(What you should do): In the records below, copy out verbatim every line from the one containing "point: red cushion" through the last line of the records, both ends included.
════
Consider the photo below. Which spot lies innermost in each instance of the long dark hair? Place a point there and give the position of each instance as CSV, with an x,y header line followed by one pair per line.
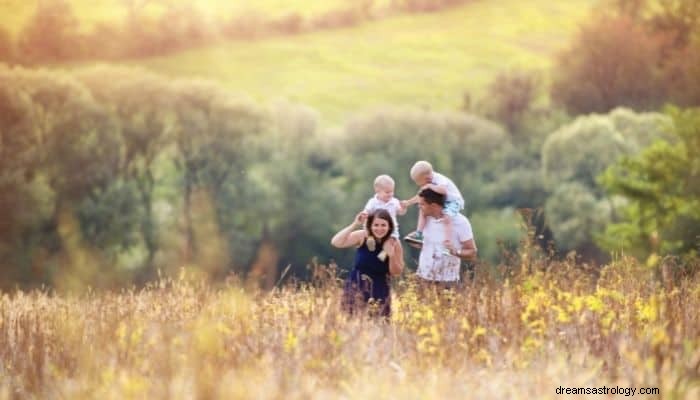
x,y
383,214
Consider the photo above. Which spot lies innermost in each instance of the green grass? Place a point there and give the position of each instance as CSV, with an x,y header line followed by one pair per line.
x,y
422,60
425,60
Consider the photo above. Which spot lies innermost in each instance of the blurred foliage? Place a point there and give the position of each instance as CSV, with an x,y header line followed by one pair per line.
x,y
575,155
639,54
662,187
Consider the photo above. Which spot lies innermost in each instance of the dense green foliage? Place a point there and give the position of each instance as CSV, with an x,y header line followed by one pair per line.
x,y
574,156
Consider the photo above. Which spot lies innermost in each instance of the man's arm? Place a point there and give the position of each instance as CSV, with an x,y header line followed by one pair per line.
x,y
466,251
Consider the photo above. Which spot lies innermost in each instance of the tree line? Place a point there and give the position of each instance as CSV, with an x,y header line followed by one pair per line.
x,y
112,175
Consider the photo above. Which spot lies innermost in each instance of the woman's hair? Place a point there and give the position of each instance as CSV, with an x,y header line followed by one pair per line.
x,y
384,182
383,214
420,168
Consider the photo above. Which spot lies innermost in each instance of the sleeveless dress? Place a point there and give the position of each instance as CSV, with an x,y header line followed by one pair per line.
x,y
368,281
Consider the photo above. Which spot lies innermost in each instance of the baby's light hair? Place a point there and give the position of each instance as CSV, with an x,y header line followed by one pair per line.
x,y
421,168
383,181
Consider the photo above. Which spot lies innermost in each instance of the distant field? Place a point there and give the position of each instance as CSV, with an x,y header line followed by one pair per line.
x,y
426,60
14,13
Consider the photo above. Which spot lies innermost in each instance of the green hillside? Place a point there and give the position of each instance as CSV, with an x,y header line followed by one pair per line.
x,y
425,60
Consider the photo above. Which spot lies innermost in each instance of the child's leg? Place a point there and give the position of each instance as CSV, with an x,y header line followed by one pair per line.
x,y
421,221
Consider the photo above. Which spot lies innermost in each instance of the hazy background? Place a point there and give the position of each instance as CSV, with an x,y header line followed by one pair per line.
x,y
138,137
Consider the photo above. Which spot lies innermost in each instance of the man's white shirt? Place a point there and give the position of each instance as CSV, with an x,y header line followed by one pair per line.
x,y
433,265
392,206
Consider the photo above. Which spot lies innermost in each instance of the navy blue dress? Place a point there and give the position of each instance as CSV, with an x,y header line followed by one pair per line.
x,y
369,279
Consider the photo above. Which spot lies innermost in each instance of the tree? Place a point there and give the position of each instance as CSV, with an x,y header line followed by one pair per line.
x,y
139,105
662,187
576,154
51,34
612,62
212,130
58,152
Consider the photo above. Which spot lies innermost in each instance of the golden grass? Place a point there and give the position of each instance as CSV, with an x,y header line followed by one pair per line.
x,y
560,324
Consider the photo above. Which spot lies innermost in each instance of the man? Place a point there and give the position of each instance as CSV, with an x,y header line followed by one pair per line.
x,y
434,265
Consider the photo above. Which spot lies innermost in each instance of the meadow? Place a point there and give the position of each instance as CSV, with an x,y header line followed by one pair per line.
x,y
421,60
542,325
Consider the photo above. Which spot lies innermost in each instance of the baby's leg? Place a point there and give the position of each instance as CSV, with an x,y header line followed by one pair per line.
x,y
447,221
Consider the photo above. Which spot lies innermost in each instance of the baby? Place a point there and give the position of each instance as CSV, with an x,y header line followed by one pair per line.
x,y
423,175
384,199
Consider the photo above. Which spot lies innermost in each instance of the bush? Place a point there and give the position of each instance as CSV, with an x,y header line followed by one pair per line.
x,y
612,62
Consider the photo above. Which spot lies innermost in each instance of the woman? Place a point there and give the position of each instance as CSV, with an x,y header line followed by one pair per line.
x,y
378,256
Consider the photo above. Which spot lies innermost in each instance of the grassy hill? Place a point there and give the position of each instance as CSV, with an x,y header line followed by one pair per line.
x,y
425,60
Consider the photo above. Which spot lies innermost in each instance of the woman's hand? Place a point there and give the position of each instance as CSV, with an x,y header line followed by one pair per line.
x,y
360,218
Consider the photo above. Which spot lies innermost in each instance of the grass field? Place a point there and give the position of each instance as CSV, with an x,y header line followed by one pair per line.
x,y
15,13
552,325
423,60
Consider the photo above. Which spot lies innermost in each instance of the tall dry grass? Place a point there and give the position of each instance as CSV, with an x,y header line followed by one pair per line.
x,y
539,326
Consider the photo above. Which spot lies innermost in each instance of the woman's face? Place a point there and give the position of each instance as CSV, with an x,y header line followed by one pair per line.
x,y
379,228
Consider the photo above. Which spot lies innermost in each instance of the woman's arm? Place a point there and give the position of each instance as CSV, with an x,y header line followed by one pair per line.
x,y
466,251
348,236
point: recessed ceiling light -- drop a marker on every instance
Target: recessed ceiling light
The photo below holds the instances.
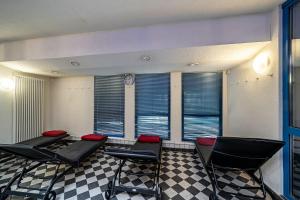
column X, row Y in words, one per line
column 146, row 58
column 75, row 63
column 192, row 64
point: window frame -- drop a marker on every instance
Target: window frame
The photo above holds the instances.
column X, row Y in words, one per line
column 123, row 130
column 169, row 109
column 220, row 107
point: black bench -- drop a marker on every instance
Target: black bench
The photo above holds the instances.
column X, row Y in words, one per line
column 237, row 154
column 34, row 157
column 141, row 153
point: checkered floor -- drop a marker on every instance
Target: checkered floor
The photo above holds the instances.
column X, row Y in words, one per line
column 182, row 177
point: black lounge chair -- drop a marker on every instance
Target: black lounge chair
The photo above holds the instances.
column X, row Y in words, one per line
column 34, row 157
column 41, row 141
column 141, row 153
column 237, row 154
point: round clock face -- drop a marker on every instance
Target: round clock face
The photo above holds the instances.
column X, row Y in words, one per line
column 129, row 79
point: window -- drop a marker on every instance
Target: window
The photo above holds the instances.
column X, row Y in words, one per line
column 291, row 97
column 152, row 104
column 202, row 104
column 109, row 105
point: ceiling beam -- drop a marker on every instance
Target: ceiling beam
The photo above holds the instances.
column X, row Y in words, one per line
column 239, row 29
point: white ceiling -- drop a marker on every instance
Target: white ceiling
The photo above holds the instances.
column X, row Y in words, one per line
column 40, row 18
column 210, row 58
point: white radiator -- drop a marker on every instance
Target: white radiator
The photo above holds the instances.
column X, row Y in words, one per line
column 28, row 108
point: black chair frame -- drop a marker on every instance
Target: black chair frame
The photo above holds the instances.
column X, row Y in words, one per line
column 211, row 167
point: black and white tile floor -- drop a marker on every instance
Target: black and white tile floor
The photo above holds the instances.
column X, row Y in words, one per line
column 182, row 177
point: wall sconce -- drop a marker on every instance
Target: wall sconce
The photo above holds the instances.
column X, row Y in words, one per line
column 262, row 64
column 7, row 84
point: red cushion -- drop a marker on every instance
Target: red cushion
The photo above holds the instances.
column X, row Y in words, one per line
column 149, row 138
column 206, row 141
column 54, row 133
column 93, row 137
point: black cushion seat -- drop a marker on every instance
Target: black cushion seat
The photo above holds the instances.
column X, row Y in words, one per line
════
(Written solution):
point: red cushion -- drop a marker on every instance
Target: red cushion
The photo above holds the instances.
column X, row Y in words, one per line
column 149, row 138
column 206, row 141
column 54, row 133
column 93, row 137
point: black cushion seat -- drop a marker on every instance
Target: black cushion seat
The photo above holds the instances.
column X, row Y in words, one per line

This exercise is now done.